• **THE PROBLEM**: What you give back must match the data below character for character.

Records from a data source

=== Section Start ===

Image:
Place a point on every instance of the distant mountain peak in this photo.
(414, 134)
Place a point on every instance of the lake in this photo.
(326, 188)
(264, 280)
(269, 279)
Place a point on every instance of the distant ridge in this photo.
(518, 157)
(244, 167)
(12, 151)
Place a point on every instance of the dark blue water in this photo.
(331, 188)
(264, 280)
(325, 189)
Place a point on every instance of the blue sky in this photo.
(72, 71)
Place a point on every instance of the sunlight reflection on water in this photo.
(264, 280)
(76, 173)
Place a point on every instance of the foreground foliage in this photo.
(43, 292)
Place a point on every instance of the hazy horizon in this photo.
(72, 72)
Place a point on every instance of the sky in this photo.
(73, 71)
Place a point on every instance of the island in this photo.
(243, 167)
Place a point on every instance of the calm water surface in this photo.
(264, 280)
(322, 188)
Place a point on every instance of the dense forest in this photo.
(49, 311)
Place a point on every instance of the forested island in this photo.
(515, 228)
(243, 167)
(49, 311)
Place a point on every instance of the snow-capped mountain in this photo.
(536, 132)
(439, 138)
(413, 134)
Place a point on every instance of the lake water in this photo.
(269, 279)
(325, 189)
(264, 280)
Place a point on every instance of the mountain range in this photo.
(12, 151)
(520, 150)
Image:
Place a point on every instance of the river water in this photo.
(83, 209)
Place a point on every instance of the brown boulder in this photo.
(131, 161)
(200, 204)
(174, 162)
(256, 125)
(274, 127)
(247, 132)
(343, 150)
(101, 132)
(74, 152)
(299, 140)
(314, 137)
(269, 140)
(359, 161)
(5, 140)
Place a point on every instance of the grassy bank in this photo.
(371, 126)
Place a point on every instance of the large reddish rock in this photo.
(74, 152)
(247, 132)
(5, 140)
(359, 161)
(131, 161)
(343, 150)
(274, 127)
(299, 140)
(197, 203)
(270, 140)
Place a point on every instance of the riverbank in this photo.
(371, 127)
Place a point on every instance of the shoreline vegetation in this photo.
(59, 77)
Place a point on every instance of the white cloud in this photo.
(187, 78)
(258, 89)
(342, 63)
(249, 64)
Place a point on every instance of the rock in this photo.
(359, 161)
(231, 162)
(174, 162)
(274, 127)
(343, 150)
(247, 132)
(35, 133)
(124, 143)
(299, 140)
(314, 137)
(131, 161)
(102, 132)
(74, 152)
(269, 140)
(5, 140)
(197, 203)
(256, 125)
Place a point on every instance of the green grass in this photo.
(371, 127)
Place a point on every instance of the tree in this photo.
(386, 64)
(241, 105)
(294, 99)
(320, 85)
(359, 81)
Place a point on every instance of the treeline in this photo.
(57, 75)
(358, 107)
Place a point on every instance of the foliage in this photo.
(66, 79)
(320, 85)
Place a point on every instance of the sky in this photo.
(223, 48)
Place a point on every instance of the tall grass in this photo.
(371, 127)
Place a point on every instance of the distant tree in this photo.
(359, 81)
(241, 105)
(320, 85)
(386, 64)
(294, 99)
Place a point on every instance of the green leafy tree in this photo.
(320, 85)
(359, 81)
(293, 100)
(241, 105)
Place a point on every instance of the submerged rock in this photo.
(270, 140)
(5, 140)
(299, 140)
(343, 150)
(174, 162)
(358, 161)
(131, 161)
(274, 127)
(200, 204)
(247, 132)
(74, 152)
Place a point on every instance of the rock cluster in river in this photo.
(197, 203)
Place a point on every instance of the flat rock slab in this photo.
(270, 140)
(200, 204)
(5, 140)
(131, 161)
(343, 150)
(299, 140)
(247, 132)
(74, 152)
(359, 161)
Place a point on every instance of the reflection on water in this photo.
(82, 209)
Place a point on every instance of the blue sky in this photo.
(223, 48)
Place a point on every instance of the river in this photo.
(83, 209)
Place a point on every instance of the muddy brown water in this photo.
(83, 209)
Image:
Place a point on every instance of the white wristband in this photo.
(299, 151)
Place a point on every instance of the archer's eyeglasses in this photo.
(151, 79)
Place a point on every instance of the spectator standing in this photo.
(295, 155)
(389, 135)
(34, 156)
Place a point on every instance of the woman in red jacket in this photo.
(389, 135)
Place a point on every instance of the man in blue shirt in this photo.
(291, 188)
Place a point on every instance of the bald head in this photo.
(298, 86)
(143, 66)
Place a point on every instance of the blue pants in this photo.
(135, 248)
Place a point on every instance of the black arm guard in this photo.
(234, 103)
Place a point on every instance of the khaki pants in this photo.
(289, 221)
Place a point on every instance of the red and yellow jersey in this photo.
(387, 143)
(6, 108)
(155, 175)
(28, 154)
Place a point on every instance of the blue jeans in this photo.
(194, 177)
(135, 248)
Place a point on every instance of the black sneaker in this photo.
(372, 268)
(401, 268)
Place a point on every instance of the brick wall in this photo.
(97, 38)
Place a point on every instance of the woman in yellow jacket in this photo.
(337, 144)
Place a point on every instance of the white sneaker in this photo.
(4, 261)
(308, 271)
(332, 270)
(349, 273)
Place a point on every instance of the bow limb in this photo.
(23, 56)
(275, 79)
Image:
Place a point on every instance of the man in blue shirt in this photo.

=== Section End ===

• **RESPONSE FOR THIS EXERCISE**:
Image:
Place a point on every instance of the distant mountain peak in this photo.
(414, 134)
Place a point on every instance of the lake in this photo.
(326, 188)
(264, 280)
(269, 279)
Place a point on every instance of the distant ridge in this photo.
(518, 157)
(244, 167)
(12, 151)
Place a point on every instance of the dark blue water in this photo.
(331, 188)
(264, 280)
(325, 189)
Place a point on every instance of the blue sky in this photo.
(72, 71)
Place a point on every instance of the sunlight reflection on water in this photo.
(264, 280)
(76, 173)
Place a point on every instance of the foreground foliage in this photo.
(43, 292)
Place a point on every instance of the hazy horizon in this photo.
(72, 72)
Place a point on every instance of the sky in this photo.
(73, 71)
Place a point on every instance of the island in this photo.
(243, 167)
Place a point on every instance of the calm water surface in this photo.
(264, 280)
(322, 188)
Place a point on every instance of the dense forest in this photo.
(49, 311)
Place a point on every instance of the forested island in this photo.
(515, 228)
(243, 167)
(49, 311)
Place a point on every instance of the snow-capped mountain in this photo.
(536, 132)
(439, 138)
(413, 134)
Place a point on every instance of the lake water in this photo.
(269, 279)
(325, 189)
(264, 280)
Place a point on every instance of the mountain range in this photo.
(12, 151)
(520, 150)
Image:
Place a point on every instance of the river water in this photo.
(83, 209)
Place a point on every instance of the brown boulder in this photo.
(131, 161)
(200, 204)
(174, 162)
(256, 125)
(274, 127)
(247, 132)
(343, 150)
(101, 132)
(74, 152)
(299, 140)
(314, 137)
(269, 140)
(359, 161)
(5, 140)
Place a point on every instance of the grassy bank in this photo.
(371, 126)
Place a point on every instance of the large reddish rock in this photo.
(74, 152)
(247, 132)
(5, 140)
(359, 161)
(131, 161)
(343, 150)
(274, 127)
(299, 140)
(197, 203)
(270, 140)
Place a point on every instance of the riverbank in this photo.
(371, 127)
Place a point on every instance of the shoreline vegetation in this photo.
(59, 77)
Place a point on every instance of the white cloud in this photo.
(187, 78)
(258, 89)
(342, 63)
(249, 64)
Place a point on every instance of the rock in this photo.
(359, 161)
(231, 162)
(174, 162)
(274, 127)
(343, 150)
(247, 132)
(35, 133)
(124, 143)
(299, 140)
(314, 137)
(131, 161)
(102, 132)
(74, 152)
(269, 140)
(5, 140)
(197, 203)
(256, 125)
Place a point on every instance of the green grass in this photo.
(371, 127)
Place a point on every instance of the tree in this photo.
(386, 64)
(241, 105)
(294, 99)
(320, 85)
(359, 81)
Place a point on every instance of the treeline in this photo.
(57, 75)
(358, 107)
Place a point on every instance of the foliage in this photo.
(66, 79)
(320, 85)
Place a point on every instance of the sky in this photo.
(223, 48)
Place a point on every instance of the tall grass in this photo.
(371, 127)
Place a point on every instance of the distant tree in this photo.
(359, 81)
(241, 105)
(320, 85)
(386, 64)
(294, 99)
Place a point on every instance of the green leafy tree in this photo.
(320, 85)
(359, 81)
(293, 100)
(241, 105)
Place a point on every instance of the submerged rock in this photo.
(270, 140)
(5, 140)
(299, 140)
(343, 150)
(174, 162)
(358, 161)
(131, 161)
(274, 127)
(200, 204)
(247, 132)
(74, 152)
Place a point on every instance of the rock cluster in river in this photo.
(197, 203)
Place a point on every instance of the flat rock slab in this photo.
(270, 140)
(200, 204)
(5, 140)
(131, 161)
(343, 150)
(299, 140)
(247, 132)
(74, 152)
(359, 161)
Place a point on every instance of the reflection on water in this photo.
(82, 209)
Place a point on every instance of the blue sky in this photo.
(223, 48)
Place a point on every instance of the river in this photo.
(83, 209)
Place a point on every instance of the muddy brown water in this photo.
(83, 209)
Image:
Place a point on every instance of the white wristband in this photo.
(299, 151)
Place a point on every instance of the archer's eyeglasses in this photo.
(151, 79)
Place a point on every instance of the spectator standing in this photo.
(295, 155)
(389, 135)
(34, 156)
Place a point on every instance of the woman in red jacket in this photo.
(389, 135)
Place a point on every instance of the man in blue shirt in this photo.
(291, 188)
Place a point on every instance of the bald head in this photo.
(298, 86)
(143, 66)
Place a point on every instance of the blue pants in this photo.
(135, 248)
Place a point on every instance of the black arm guard in this photo.
(234, 103)
Place a point on every instance of the khaki pants in this photo.
(289, 221)
Place a point on every instance of the red and yellow jersey in this photo.
(387, 143)
(6, 108)
(155, 175)
(28, 154)
Place a point on every instance of the blue jeans in this photo.
(194, 177)
(135, 248)
Place a point on every instance of the black sneaker in this photo.
(372, 268)
(401, 268)
Place a point on every instance of the brick wall in this photo.
(97, 38)
Place a point on every instance of the woman in yellow jacket in this photo.
(337, 144)
Place a point on every instance of the white sneaker in this photo.
(4, 261)
(308, 271)
(332, 270)
(349, 273)
Place a point on every instance of the bow limb in this photo.
(23, 56)
(275, 79)
Image:
Place a point on every instance of the man in blue shirt in this photo.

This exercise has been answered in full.